**Problem**
Below is a listing. Copy each line of it that holds the word "blue".

[Supplied data Boundary: Start]

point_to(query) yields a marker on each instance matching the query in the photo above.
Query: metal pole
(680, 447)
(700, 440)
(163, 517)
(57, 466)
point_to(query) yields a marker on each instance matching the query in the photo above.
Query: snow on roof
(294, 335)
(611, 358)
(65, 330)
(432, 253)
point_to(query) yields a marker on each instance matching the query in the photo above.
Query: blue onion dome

[Supplied data Boundary: End]
[Supplied data Boundary: Start]

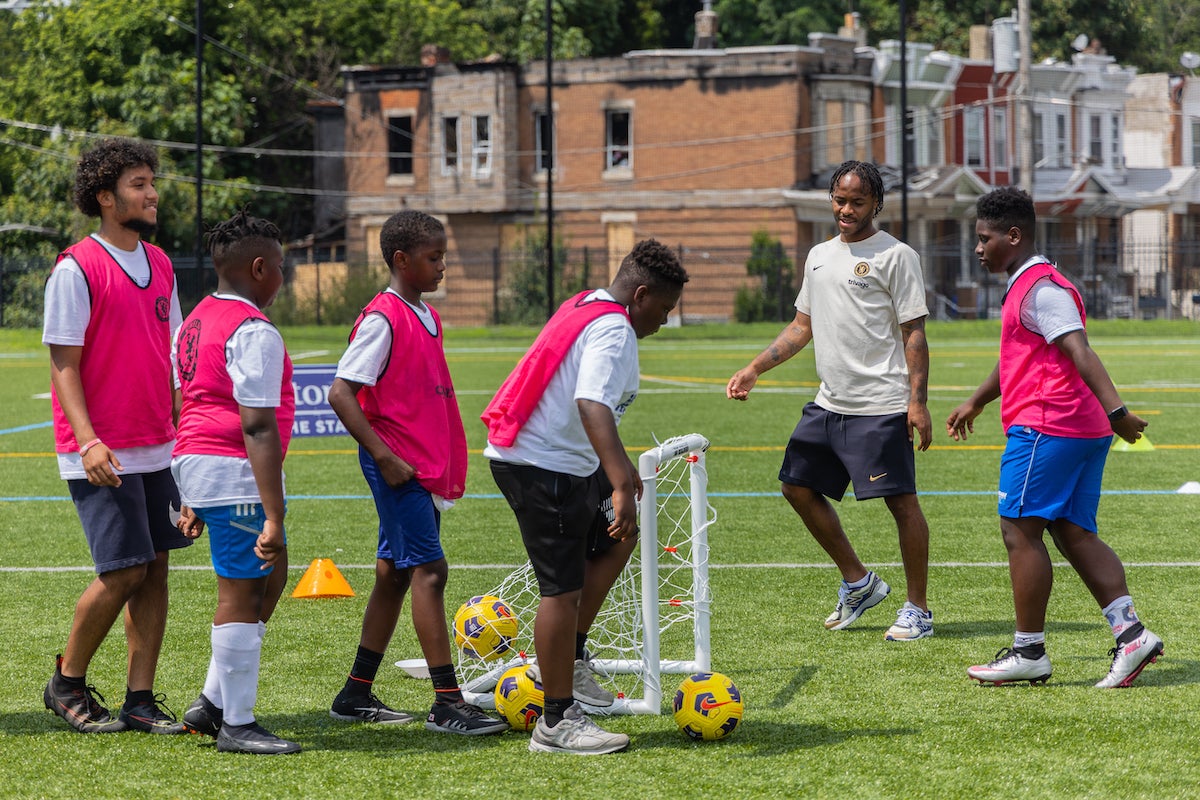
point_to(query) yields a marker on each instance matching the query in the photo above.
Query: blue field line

[Supplied data Boundary: End]
[Supplied data Boundary: Start]

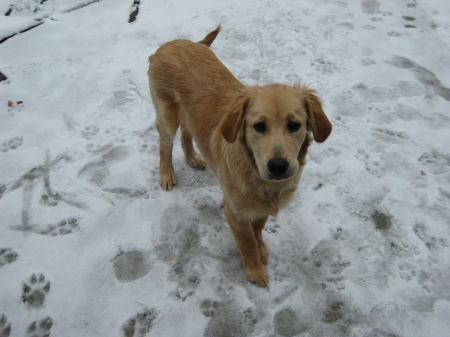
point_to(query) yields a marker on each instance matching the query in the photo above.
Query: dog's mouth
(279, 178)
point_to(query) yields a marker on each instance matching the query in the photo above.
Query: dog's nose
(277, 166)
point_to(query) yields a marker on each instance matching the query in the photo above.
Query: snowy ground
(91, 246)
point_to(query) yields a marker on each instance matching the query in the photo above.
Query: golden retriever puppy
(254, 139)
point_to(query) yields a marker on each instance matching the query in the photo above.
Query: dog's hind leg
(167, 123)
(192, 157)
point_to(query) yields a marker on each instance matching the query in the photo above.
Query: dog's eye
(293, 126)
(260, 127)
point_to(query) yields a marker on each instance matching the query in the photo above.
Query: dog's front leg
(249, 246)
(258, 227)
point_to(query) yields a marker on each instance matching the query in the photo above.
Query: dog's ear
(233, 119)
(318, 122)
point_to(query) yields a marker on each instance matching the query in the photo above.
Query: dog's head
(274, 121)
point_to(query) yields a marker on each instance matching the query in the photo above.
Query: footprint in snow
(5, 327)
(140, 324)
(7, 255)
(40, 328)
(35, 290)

[Supplied data Boundary: End]

**Output below**
Query: blue onion dome
Query: blue field line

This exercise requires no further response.